WORK TO BE COMPLETED:
Verbatim copy, images removed: write out the entries below.

EXTRACTED MATERIAL:
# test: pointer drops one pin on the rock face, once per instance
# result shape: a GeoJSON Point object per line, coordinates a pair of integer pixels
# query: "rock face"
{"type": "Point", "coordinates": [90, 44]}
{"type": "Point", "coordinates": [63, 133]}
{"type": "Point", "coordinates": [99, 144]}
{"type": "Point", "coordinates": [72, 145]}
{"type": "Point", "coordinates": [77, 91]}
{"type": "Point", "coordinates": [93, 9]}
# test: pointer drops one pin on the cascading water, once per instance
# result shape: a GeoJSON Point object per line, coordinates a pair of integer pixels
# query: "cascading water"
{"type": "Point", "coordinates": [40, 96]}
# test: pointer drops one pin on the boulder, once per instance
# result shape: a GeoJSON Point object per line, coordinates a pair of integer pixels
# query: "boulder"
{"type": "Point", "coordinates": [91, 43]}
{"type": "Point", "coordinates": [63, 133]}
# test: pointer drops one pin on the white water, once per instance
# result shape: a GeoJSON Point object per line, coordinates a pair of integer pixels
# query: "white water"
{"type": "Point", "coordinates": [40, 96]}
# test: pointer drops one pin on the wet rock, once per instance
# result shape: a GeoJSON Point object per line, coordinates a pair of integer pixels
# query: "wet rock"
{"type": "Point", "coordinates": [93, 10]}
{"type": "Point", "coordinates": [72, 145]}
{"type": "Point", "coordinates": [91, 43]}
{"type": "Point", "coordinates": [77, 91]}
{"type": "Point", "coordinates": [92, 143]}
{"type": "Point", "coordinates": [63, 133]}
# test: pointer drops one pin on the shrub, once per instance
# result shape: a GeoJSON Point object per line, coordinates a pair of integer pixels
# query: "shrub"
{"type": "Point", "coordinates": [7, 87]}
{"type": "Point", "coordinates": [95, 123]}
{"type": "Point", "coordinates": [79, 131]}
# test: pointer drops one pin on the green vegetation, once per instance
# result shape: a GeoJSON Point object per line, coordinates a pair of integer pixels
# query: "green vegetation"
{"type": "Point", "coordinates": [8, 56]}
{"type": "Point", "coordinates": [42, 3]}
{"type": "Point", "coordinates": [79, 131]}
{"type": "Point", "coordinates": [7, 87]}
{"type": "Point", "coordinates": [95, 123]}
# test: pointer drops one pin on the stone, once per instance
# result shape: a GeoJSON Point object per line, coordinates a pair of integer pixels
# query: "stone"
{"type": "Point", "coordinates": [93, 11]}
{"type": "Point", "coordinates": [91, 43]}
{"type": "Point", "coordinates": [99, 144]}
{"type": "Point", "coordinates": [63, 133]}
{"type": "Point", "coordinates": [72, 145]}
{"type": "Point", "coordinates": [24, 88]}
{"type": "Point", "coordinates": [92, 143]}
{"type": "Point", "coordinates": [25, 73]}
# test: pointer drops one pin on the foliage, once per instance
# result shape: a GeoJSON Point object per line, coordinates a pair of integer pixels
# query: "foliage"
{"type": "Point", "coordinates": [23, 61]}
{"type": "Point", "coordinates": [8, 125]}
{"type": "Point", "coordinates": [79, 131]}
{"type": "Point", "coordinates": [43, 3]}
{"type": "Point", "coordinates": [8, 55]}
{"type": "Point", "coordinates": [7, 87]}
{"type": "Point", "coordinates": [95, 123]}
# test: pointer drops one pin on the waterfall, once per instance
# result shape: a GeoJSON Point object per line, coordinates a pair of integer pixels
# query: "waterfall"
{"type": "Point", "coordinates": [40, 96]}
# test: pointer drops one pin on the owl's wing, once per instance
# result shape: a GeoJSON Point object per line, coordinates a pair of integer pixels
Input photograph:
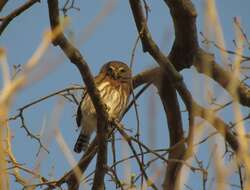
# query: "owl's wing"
{"type": "Point", "coordinates": [79, 114]}
{"type": "Point", "coordinates": [79, 110]}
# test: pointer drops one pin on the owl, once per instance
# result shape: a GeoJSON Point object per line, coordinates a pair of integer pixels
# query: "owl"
{"type": "Point", "coordinates": [114, 85]}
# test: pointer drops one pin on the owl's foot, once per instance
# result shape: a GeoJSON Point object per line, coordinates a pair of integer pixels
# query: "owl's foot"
{"type": "Point", "coordinates": [107, 108]}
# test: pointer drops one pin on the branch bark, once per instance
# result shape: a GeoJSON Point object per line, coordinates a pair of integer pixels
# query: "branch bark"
{"type": "Point", "coordinates": [2, 4]}
{"type": "Point", "coordinates": [170, 103]}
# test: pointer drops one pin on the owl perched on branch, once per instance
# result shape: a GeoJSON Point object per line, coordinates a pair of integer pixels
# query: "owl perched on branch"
{"type": "Point", "coordinates": [114, 84]}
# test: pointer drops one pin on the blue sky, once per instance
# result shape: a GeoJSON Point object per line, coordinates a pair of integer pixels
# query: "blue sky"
{"type": "Point", "coordinates": [112, 39]}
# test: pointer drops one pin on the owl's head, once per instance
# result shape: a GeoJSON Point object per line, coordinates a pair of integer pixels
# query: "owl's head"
{"type": "Point", "coordinates": [117, 70]}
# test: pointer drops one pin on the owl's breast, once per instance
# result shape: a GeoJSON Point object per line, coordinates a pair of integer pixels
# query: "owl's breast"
{"type": "Point", "coordinates": [114, 97]}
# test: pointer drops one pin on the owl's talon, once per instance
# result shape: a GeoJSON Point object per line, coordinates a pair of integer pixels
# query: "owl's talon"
{"type": "Point", "coordinates": [107, 108]}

PROBLEM SOLUTION:
# test: pointer drops one pin on the rock face, once per instance
# result shape: a GeoJSON Point object per line, coordinates a pair of integer pixels
# query: "rock face"
{"type": "Point", "coordinates": [90, 44]}
{"type": "Point", "coordinates": [63, 133]}
{"type": "Point", "coordinates": [99, 144]}
{"type": "Point", "coordinates": [72, 145]}
{"type": "Point", "coordinates": [77, 91]}
{"type": "Point", "coordinates": [93, 9]}
# test: pointer drops one pin on the cascading water, once per instance
# result shape: a GeoJSON Point object per line, coordinates a pair of integer pixels
# query: "cascading water"
{"type": "Point", "coordinates": [40, 96]}
# test: pointer drops one pin on the boulder, once per instance
# result shape: a GeoJSON Point object per line, coordinates a pair of integer pixels
# query: "boulder"
{"type": "Point", "coordinates": [91, 43]}
{"type": "Point", "coordinates": [63, 133]}
# test: pointer drops one pin on the white water, once per instance
# result shape: a GeoJSON Point object per line, coordinates a pair of integer pixels
# query: "white water"
{"type": "Point", "coordinates": [40, 96]}
# test: pointer drops one pin on the wet rock, once per instance
# result shape: a GeoJSON Point object per line, coordinates a pair of integer pixels
# query: "wet rock"
{"type": "Point", "coordinates": [93, 10]}
{"type": "Point", "coordinates": [72, 145]}
{"type": "Point", "coordinates": [91, 43]}
{"type": "Point", "coordinates": [77, 91]}
{"type": "Point", "coordinates": [92, 143]}
{"type": "Point", "coordinates": [63, 133]}
# test: pointer drops one pin on the shrub, once per instance
# result shape: a GeoJSON Point object per line, coordinates a pair of integer pixels
# query: "shrub"
{"type": "Point", "coordinates": [7, 87]}
{"type": "Point", "coordinates": [95, 123]}
{"type": "Point", "coordinates": [79, 131]}
# test: pointer drops one pin on the green vegetation, once per instance
# result shape: a GeoJSON Point object per line, coordinates a pair of integer pixels
# query: "green vegetation"
{"type": "Point", "coordinates": [8, 56]}
{"type": "Point", "coordinates": [42, 3]}
{"type": "Point", "coordinates": [79, 131]}
{"type": "Point", "coordinates": [7, 87]}
{"type": "Point", "coordinates": [95, 123]}
# test: pointer drops one pin on the stone, once per instance
# result shape: a GeoJSON Point object per line, coordinates a pair of integer pixels
# query: "stone"
{"type": "Point", "coordinates": [93, 11]}
{"type": "Point", "coordinates": [91, 43]}
{"type": "Point", "coordinates": [99, 144]}
{"type": "Point", "coordinates": [63, 133]}
{"type": "Point", "coordinates": [72, 145]}
{"type": "Point", "coordinates": [24, 88]}
{"type": "Point", "coordinates": [92, 143]}
{"type": "Point", "coordinates": [25, 73]}
# test: pointer drops one pin on the foliage, once per instance
# result shape: a GeoJSON Point object per line, coordinates a pair of integer pixels
# query: "foliage"
{"type": "Point", "coordinates": [23, 61]}
{"type": "Point", "coordinates": [8, 125]}
{"type": "Point", "coordinates": [79, 131]}
{"type": "Point", "coordinates": [43, 3]}
{"type": "Point", "coordinates": [8, 55]}
{"type": "Point", "coordinates": [7, 87]}
{"type": "Point", "coordinates": [95, 123]}
# test: pointer drops one pin on the waterfall, once per instance
# result shape: a GeoJSON Point object per line, coordinates a pair of integer pixels
# query: "waterfall"
{"type": "Point", "coordinates": [40, 96]}
# test: pointer drops one pin on the owl's wing, once per instance
# result shape: a GeoJSON Point object per line, coordinates a pair of integer pixels
Input photograph:
# query: "owl's wing"
{"type": "Point", "coordinates": [79, 114]}
{"type": "Point", "coordinates": [79, 110]}
# test: pointer drops one pin on the owl, once per instance
# result shape: a GeoJSON Point object per line, coordinates a pair of integer pixels
# query: "owl"
{"type": "Point", "coordinates": [114, 85]}
# test: pointer drops one pin on the owl's foot, once per instance
# result shape: a GeoJSON Point object per line, coordinates a pair of integer pixels
# query: "owl's foot"
{"type": "Point", "coordinates": [107, 108]}
# test: pointer drops one pin on the branch bark, once per instance
# result shape: a GeoJSON Point object per line, coordinates a pair of integer pixels
# query: "branch bark"
{"type": "Point", "coordinates": [2, 4]}
{"type": "Point", "coordinates": [170, 103]}
# test: pointer drops one pin on the owl perched on branch, once per instance
# result shape: a GeoJSON Point object per line, coordinates a pair of integer pixels
# query: "owl perched on branch"
{"type": "Point", "coordinates": [114, 84]}
# test: pointer drops one pin on the blue sky, once per instance
# result shape: a GeoJSON Point object per line, coordinates a pair of integer pixels
# query: "blue sky"
{"type": "Point", "coordinates": [112, 39]}
# test: pointer drops one pin on the owl's head, once per instance
# result shape: a GeoJSON Point object per line, coordinates a pair of integer pixels
# query: "owl's head"
{"type": "Point", "coordinates": [117, 70]}
# test: pointer drops one pin on the owl's breast, once per instance
# result shape: a GeoJSON Point object per line, coordinates a pair of integer pixels
# query: "owl's breast"
{"type": "Point", "coordinates": [114, 97]}
# test: pointer drops one pin on the owl's talon, once per instance
# result shape: a GeoJSON Point object per line, coordinates a pair of integer pixels
# query: "owl's talon"
{"type": "Point", "coordinates": [107, 108]}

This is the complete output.